#### Stated task:
Pick out and copy every line of the records that contains the word "window". Case counts.

** start Records to process **

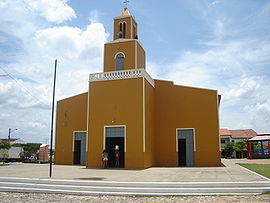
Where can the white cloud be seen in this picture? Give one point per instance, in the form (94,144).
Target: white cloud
(244,90)
(79,52)
(56,11)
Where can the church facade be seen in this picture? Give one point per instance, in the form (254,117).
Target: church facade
(151,122)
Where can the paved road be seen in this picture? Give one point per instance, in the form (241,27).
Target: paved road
(230,173)
(8,197)
(231,179)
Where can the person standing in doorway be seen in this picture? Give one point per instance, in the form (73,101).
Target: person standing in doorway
(105,157)
(117,158)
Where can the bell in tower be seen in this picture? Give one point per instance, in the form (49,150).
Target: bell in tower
(125,51)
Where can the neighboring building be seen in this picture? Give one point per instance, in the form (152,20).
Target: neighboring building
(235,135)
(14,141)
(259,146)
(44,152)
(152,122)
(14,153)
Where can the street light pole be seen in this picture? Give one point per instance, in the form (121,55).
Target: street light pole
(54,81)
(9,131)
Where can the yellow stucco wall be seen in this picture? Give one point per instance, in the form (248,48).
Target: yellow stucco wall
(71,115)
(130,25)
(117,102)
(186,107)
(130,48)
(149,155)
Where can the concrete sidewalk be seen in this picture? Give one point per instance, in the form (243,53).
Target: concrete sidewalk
(231,172)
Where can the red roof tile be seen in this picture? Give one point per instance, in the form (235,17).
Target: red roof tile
(224,131)
(247,133)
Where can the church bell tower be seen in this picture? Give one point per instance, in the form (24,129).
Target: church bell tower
(125,51)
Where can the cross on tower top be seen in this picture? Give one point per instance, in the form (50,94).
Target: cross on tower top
(126,2)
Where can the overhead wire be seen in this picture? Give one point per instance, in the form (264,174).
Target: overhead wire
(25,89)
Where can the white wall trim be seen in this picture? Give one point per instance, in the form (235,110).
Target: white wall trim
(143,91)
(121,74)
(73,137)
(119,53)
(194,136)
(111,126)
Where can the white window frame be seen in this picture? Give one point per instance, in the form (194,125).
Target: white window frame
(112,126)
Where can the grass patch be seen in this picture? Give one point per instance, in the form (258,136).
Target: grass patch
(263,169)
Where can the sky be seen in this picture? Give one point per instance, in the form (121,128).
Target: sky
(214,44)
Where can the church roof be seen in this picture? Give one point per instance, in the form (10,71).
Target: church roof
(124,13)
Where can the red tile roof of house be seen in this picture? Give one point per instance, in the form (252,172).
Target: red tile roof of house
(247,133)
(238,134)
(224,131)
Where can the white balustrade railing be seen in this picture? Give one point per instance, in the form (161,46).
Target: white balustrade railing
(123,74)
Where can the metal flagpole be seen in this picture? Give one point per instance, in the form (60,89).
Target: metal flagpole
(51,152)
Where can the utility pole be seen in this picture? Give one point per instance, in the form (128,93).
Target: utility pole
(9,131)
(51,151)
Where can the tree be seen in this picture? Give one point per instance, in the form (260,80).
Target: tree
(30,149)
(5,146)
(240,146)
(228,149)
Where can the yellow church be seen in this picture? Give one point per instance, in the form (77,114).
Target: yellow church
(151,122)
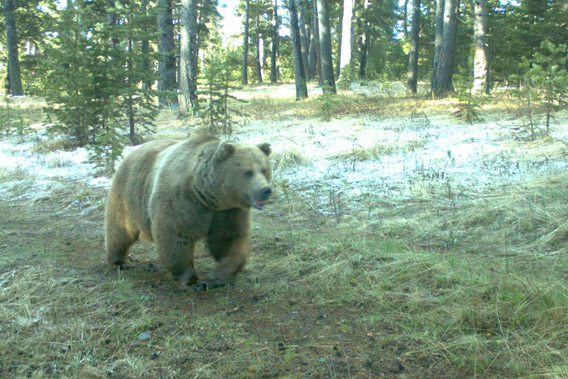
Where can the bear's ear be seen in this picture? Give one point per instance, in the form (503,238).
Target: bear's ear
(224,151)
(265,148)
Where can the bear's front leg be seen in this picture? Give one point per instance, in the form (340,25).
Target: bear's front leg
(176,254)
(232,256)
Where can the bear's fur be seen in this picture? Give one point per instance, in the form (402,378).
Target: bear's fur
(175,193)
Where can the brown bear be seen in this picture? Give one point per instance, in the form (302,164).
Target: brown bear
(175,193)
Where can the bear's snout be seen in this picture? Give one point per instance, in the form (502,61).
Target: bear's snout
(265,193)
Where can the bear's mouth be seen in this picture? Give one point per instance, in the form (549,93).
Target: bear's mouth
(257,204)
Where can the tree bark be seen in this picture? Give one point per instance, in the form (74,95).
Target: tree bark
(412,82)
(364,41)
(167,59)
(439,25)
(145,48)
(445,70)
(313,53)
(258,49)
(188,58)
(301,87)
(326,62)
(480,61)
(303,33)
(346,35)
(111,21)
(275,42)
(339,38)
(14,76)
(245,45)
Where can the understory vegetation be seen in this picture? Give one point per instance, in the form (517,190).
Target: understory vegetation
(438,275)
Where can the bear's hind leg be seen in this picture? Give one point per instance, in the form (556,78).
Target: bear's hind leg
(117,241)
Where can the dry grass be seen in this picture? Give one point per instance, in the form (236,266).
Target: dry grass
(452,280)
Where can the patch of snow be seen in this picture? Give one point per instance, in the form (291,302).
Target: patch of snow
(405,151)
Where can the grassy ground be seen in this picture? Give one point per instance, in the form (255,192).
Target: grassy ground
(448,283)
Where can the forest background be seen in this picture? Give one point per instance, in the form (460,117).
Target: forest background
(105,67)
(418,226)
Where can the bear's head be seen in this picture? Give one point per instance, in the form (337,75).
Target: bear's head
(243,174)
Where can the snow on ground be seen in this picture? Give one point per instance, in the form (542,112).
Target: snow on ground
(399,153)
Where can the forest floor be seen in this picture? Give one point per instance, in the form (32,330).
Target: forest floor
(400,242)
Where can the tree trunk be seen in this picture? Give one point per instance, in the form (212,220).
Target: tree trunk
(301,88)
(303,33)
(405,19)
(445,70)
(480,62)
(145,48)
(326,61)
(111,21)
(188,57)
(313,63)
(14,76)
(245,45)
(275,42)
(364,42)
(439,25)
(167,60)
(346,35)
(258,49)
(413,55)
(339,38)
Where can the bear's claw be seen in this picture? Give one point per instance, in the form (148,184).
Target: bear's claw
(205,286)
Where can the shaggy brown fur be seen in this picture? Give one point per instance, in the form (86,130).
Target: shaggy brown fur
(176,193)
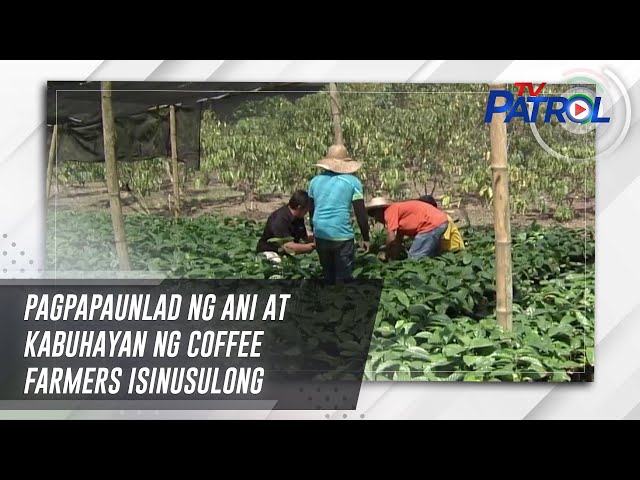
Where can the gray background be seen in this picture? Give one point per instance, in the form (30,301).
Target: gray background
(616,391)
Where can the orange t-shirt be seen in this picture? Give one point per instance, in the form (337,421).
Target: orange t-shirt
(413,217)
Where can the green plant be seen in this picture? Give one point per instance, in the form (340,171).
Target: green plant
(435,320)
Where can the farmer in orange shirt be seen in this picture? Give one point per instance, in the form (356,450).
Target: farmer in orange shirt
(412,218)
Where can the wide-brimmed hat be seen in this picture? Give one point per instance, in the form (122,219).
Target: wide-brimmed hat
(378,202)
(337,160)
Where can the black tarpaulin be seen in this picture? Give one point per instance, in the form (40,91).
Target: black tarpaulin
(142,129)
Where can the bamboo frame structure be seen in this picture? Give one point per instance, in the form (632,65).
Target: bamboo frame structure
(174,160)
(335,114)
(111,174)
(501,214)
(52,157)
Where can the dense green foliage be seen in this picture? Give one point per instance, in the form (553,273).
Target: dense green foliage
(412,138)
(435,320)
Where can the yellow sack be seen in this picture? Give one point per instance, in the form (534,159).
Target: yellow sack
(451,240)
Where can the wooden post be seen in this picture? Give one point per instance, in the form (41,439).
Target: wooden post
(52,157)
(111,173)
(501,215)
(335,114)
(174,160)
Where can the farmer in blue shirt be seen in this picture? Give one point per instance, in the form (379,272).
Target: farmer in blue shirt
(334,193)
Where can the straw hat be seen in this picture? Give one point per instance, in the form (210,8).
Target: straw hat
(337,160)
(378,202)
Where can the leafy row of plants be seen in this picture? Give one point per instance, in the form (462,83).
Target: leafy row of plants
(435,320)
(410,138)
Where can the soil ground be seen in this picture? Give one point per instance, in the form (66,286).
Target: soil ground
(218,199)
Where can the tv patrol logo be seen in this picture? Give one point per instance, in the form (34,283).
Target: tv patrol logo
(579,105)
(578,109)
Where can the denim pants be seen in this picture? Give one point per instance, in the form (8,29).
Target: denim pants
(336,259)
(427,244)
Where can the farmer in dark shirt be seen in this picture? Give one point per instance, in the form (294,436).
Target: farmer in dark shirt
(287,221)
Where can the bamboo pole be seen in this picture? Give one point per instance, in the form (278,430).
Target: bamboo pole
(501,215)
(52,157)
(174,160)
(111,173)
(335,114)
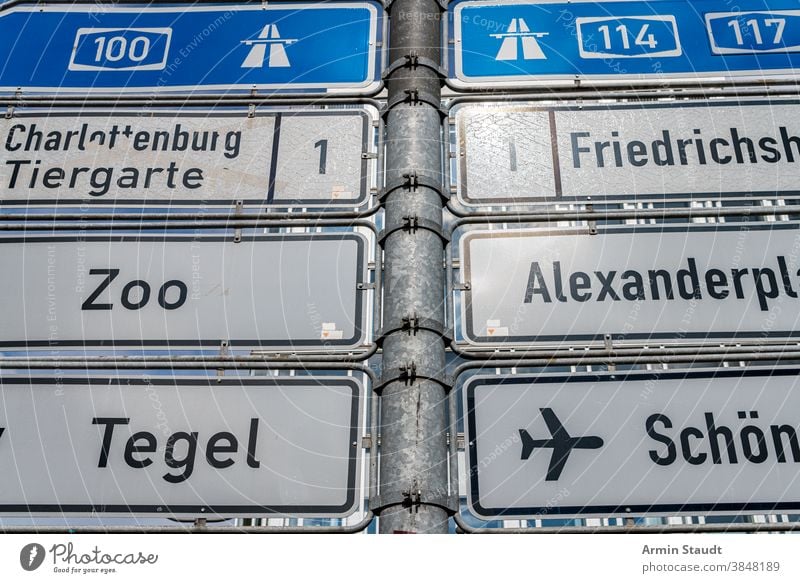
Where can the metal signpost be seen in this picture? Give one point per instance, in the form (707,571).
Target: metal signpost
(697,442)
(269,109)
(212,447)
(276,157)
(519,43)
(634,285)
(528,154)
(92,48)
(296,292)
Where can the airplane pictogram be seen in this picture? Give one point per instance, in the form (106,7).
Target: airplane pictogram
(562,444)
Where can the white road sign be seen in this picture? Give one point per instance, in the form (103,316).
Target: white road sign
(643,284)
(283,291)
(187,157)
(530,154)
(180,446)
(698,442)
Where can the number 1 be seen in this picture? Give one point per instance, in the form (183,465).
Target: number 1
(323,154)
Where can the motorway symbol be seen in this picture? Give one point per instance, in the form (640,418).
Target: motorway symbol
(269,38)
(588,41)
(287,47)
(519,34)
(714,441)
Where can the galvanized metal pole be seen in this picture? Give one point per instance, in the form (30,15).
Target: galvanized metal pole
(413,469)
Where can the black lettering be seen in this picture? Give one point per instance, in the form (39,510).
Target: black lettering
(187,462)
(126,294)
(89,304)
(162,294)
(214,447)
(606,280)
(686,447)
(651,432)
(109,422)
(714,433)
(536,285)
(132,448)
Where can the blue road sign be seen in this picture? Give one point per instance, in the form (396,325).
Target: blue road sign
(526,43)
(285,47)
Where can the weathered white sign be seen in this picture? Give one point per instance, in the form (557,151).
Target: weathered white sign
(642,284)
(667,442)
(688,149)
(180,446)
(283,291)
(187,157)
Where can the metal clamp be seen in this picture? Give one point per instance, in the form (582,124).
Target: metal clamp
(413,324)
(412,499)
(411,181)
(413,61)
(412,224)
(408,375)
(442,4)
(414,97)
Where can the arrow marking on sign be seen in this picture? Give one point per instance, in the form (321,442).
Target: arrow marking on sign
(562,444)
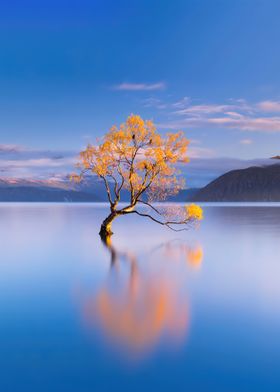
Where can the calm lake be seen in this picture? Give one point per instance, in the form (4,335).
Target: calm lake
(159,311)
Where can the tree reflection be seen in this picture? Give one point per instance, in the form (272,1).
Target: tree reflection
(136,308)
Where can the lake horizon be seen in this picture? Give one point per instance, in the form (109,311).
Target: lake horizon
(196,309)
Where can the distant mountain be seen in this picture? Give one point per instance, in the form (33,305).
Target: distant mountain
(251,184)
(184,195)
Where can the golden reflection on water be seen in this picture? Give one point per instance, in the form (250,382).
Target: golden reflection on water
(136,307)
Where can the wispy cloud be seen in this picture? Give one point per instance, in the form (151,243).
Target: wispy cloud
(269,106)
(19,161)
(234,114)
(140,86)
(246,141)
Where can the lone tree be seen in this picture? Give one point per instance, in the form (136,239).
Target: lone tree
(137,158)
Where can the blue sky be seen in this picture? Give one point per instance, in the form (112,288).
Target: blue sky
(71,69)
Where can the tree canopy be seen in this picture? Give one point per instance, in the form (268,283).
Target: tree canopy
(135,157)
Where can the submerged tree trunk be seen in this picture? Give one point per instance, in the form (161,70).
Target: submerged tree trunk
(105,229)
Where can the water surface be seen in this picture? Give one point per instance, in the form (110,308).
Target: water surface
(196,310)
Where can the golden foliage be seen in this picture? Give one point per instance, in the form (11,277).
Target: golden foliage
(194,212)
(138,158)
(134,156)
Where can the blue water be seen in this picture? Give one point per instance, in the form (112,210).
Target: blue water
(159,311)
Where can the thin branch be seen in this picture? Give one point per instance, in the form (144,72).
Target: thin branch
(150,205)
(168,223)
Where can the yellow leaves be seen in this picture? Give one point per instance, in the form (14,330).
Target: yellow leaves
(194,212)
(75,178)
(138,155)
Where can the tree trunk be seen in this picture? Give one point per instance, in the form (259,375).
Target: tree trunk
(105,229)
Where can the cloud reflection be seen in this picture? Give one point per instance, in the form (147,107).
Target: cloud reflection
(137,307)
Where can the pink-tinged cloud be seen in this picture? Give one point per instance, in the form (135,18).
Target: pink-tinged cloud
(140,86)
(269,106)
(246,141)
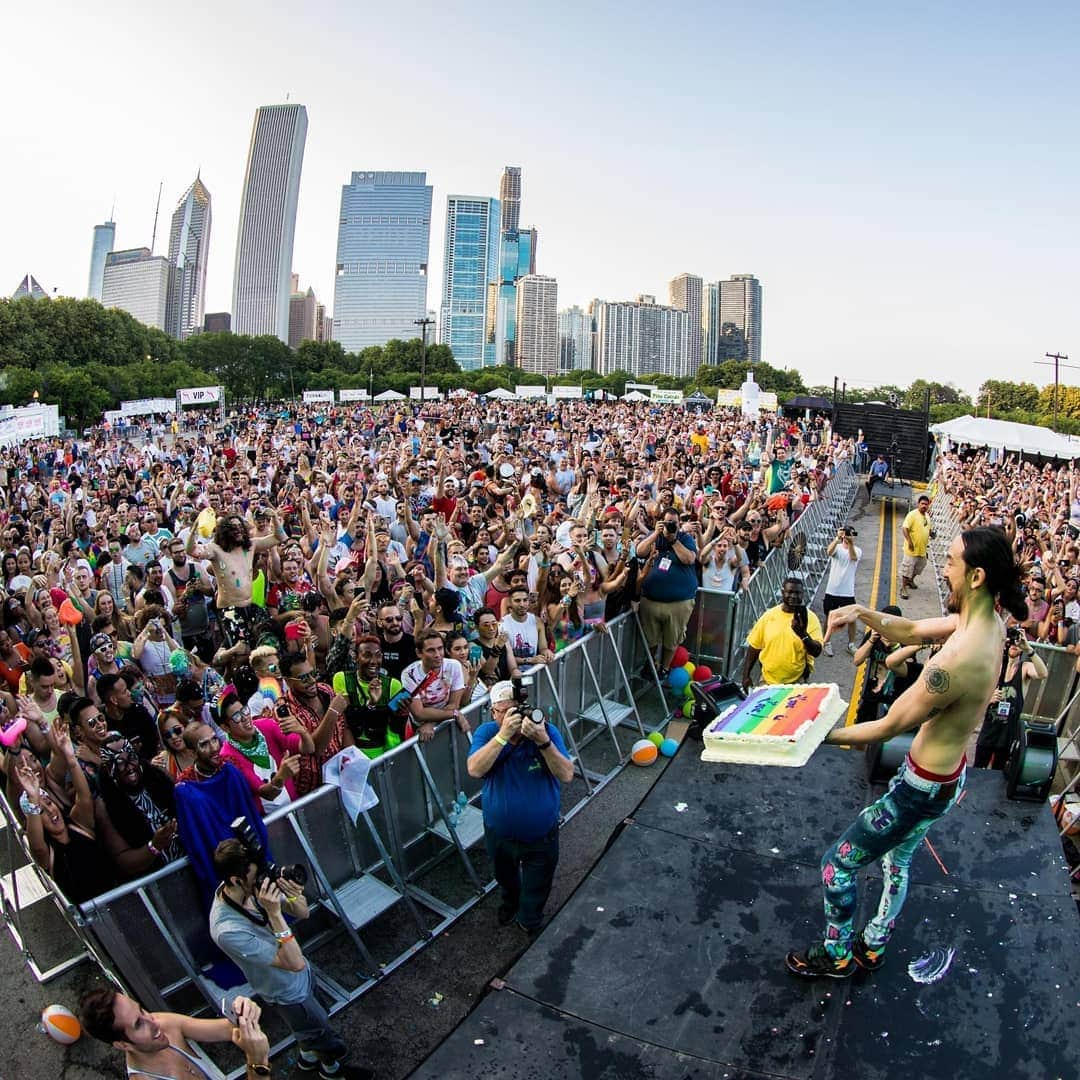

** end Records to process **

#### Exercise response:
Where can the white window frame be seen in this picture? Give one point per instance, in the form (194,125).
Target: white window frame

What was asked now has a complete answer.